Records drawn from a dataset
*** Block opens ***

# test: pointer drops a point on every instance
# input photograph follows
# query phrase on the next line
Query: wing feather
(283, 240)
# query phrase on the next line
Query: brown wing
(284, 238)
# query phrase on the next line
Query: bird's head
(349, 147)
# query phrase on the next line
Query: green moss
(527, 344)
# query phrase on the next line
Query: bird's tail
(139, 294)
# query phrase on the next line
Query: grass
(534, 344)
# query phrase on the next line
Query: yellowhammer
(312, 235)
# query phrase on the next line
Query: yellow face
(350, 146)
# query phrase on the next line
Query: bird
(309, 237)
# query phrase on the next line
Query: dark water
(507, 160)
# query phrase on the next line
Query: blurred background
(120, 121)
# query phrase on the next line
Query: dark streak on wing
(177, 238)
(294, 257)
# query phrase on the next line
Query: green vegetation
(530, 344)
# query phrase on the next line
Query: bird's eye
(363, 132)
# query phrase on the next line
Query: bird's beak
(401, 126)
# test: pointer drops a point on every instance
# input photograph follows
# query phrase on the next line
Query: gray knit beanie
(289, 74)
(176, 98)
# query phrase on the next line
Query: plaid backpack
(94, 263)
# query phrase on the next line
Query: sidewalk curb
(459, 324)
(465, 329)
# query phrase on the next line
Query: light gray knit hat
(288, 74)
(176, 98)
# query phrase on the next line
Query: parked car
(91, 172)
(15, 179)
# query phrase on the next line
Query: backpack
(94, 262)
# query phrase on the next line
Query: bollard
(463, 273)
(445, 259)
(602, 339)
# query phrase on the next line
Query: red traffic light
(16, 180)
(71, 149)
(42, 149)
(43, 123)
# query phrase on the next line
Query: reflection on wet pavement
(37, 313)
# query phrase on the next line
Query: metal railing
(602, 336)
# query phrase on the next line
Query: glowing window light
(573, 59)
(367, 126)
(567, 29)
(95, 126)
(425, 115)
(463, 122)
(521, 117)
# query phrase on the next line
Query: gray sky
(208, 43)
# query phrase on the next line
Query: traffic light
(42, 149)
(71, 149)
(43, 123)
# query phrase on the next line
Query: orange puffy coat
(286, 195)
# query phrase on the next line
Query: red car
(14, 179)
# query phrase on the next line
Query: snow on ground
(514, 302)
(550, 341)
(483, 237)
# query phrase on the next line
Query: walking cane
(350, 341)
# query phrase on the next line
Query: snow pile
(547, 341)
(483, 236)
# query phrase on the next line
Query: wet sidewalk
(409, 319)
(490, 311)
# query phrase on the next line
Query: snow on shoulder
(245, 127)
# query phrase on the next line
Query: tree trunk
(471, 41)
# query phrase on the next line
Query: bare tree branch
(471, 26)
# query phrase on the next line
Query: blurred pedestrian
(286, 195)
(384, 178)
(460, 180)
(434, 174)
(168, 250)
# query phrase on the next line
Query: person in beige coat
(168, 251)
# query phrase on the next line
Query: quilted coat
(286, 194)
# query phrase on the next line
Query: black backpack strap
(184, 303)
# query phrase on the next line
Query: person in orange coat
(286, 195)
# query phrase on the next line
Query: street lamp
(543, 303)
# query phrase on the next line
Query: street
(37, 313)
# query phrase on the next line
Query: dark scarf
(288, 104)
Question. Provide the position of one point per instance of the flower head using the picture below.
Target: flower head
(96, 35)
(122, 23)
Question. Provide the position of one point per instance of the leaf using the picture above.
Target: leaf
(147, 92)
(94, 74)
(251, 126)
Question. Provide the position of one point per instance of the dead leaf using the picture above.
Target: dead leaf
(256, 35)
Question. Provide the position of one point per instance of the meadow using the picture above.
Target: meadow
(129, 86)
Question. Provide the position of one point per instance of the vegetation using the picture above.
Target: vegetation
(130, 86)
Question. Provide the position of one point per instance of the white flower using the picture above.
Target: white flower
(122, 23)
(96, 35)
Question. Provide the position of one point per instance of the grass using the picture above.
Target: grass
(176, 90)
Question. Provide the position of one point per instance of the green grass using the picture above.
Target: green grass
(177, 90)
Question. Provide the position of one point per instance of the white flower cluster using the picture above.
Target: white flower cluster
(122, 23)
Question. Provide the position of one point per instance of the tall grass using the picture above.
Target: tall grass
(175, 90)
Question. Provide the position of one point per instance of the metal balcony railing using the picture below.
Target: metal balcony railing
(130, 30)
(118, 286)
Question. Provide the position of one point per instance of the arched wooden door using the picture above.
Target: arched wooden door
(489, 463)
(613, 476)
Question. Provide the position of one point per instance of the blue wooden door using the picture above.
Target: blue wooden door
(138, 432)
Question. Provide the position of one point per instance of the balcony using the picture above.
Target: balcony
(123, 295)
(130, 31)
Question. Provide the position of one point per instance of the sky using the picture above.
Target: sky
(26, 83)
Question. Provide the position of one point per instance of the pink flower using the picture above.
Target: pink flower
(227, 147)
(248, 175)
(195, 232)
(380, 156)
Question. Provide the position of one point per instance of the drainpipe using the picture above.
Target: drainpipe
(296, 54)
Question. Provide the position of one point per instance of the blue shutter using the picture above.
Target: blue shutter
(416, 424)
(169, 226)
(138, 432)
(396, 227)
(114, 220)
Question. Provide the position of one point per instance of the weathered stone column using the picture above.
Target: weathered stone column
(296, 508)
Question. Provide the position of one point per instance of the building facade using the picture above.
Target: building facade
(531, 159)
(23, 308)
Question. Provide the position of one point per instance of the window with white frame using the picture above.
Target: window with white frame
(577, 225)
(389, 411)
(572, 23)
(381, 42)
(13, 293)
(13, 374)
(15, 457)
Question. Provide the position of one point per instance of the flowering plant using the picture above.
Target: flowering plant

*** Block closes ***

• _Assignment_: Return each line of the data where the word "below" appears.

• _Task output_:
Question. Provide the position of one point per instance of the flower head using the picture below.
Question. Provide the position of one point per instance of the metal balcony railing using the picture below.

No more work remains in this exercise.